**RECORDS**
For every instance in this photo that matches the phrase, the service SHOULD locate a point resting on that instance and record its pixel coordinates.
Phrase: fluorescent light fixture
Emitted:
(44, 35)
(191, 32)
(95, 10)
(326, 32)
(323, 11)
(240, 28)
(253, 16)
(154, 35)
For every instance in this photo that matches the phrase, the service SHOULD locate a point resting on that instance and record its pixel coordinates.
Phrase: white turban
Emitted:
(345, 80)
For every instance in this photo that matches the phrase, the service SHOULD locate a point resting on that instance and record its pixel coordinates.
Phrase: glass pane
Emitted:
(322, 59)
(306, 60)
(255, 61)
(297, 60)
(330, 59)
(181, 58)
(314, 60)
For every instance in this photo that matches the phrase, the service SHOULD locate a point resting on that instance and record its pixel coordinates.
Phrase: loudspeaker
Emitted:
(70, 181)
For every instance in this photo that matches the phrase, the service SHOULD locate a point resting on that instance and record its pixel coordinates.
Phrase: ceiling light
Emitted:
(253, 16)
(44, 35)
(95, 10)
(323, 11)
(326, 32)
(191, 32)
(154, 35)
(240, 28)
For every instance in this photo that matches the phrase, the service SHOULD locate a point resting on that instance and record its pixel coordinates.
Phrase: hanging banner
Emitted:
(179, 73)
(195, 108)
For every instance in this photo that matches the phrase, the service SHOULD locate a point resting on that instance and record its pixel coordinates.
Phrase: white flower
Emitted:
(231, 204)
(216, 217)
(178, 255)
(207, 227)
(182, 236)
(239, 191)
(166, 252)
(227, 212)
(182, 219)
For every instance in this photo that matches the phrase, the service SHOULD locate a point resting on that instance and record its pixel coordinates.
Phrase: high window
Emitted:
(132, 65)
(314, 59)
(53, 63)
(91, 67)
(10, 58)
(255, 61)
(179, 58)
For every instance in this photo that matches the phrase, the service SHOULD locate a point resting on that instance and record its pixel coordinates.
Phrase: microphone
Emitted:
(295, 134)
==
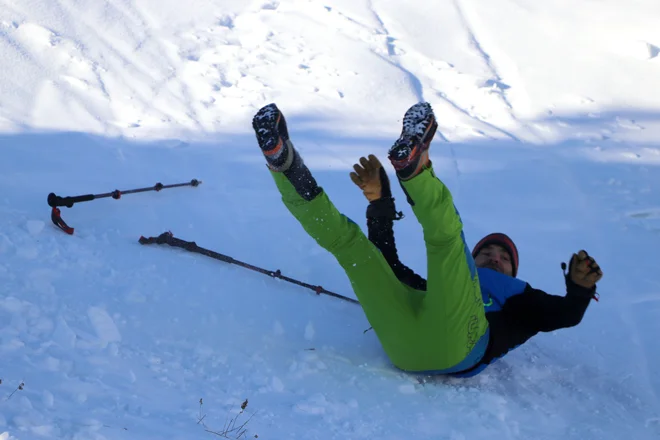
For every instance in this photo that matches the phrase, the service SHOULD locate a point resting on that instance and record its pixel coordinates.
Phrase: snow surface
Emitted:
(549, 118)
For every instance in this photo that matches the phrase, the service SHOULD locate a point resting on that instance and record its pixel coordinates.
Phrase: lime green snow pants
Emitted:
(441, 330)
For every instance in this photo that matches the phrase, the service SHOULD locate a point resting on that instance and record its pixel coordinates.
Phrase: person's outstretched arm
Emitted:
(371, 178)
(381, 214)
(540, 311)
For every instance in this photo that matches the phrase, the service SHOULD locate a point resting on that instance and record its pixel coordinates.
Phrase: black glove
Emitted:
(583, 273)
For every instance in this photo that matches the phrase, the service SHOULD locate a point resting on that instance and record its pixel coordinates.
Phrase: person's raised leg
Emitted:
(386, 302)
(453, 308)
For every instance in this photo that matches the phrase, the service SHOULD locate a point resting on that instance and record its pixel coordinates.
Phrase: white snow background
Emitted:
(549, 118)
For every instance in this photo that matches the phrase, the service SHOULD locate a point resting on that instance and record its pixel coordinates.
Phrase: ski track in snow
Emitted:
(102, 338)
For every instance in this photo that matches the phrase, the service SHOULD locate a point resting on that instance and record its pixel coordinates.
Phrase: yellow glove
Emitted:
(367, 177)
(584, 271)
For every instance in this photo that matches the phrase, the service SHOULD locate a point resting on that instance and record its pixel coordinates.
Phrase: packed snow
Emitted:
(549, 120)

**WHAT YOU HAVE TO DO**
Identify every line in the listing that contains the word "snow", and copy each of those lines. Case counts.

**SOLUTION TO THE EXERCISE**
Phrase: snow surface
Phrase: lime green snow pants
Phrase: white snow background
Phrase: ski track in snow
Phrase: packed snow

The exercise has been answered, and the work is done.